Quoted passage —
◇ ◇ ◇ ◇

Some people prefer to imagine themselves as famous, celebrated, or powerful. My fantasies have generally been more modest. My favorite, as a young writer just starting out, was that I would happen to overhear someone speaking about a book or story she loved and realize that she was talking about something I wrote. A related one, common I suspect to almost all writers, was being on a plane or bus and seeing someone (or maybe several people) reading a novel I’d written. I wouldn’t dare to introduce myself as the author (and who would believe a stranger intruding on one’s reading to proclaim that she was the author?), but would cherish the feeling of knowing that something I’d written had touched someone else.

This is the perfect fantasy for someone as shy as I am who is pursuing an occupation that requires long periods of solitude. Years ago, I had another of those experiences most writers can enjoy; a young man called me up to tell me how much he had enjoyed reading my novel Earthseed, that it was one of his favorite novels, and that he had always hoped to make a movie of Earthseed someday. His commitment to my novel went beyond mere praise; as an aspiring moviemaker, he wanted to option Earthseed, which he did, picking up a year-long option for a small sum. That option eventually expired, but the pleasure of knowing that somebody has responded to your writing never expires.

◇ ◇ ◇ ◇

Information supplied —

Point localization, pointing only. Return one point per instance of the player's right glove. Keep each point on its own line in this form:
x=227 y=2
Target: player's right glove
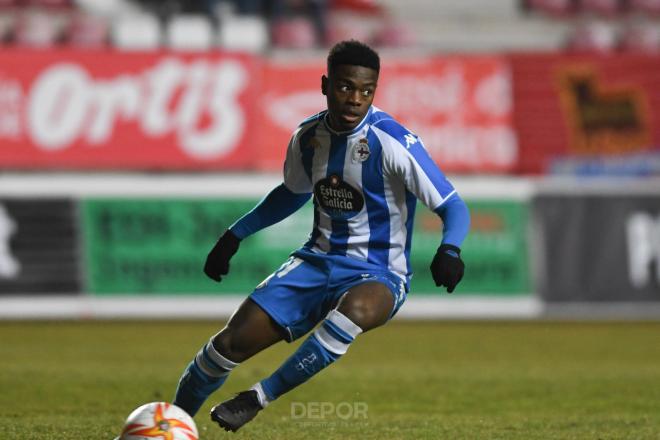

◇ ◇ ◇ ◇

Required work —
Extend the passage about a writer's modest fantasies and the novel Earthseed, picking up after its final sentence. The material has no connection to the text.

Response —
Fade out and then fade in to a scene years later, which incorporates yet another writerly fantasy: that aspiring filmmaker, Adam Goodman, now the president of Paramount Pictures, again options Earthseed, this time for a significant amount of money. On March 29, 2011, Paramount issues a press release saying that the studio has optioned Earthseed and Melissa Rosenberg, scriptwriter for all of the “Twilight” films, will write the script and produce the film. I read the press release on my monitor in a state of ecstatic shock, but say nothing for a few days afterwards, in case my friends take this news as just another April Fools Day joke. This is a nearly perfect writer’s fantasy, by my standards anyway, as it combines a potential notoriety for my novel with a kind of invisibility for me, at least for the moment. Such disorienting delights as stories in the Wall Street Journal and Entertainment Weekly followed, in which Earthseed was mentioned along with other novels optioned by studios hoping for the next “Twilight.” This was the kind of publicity I could appreciate most, with the spotlight on the work and the writer able to stay in the background.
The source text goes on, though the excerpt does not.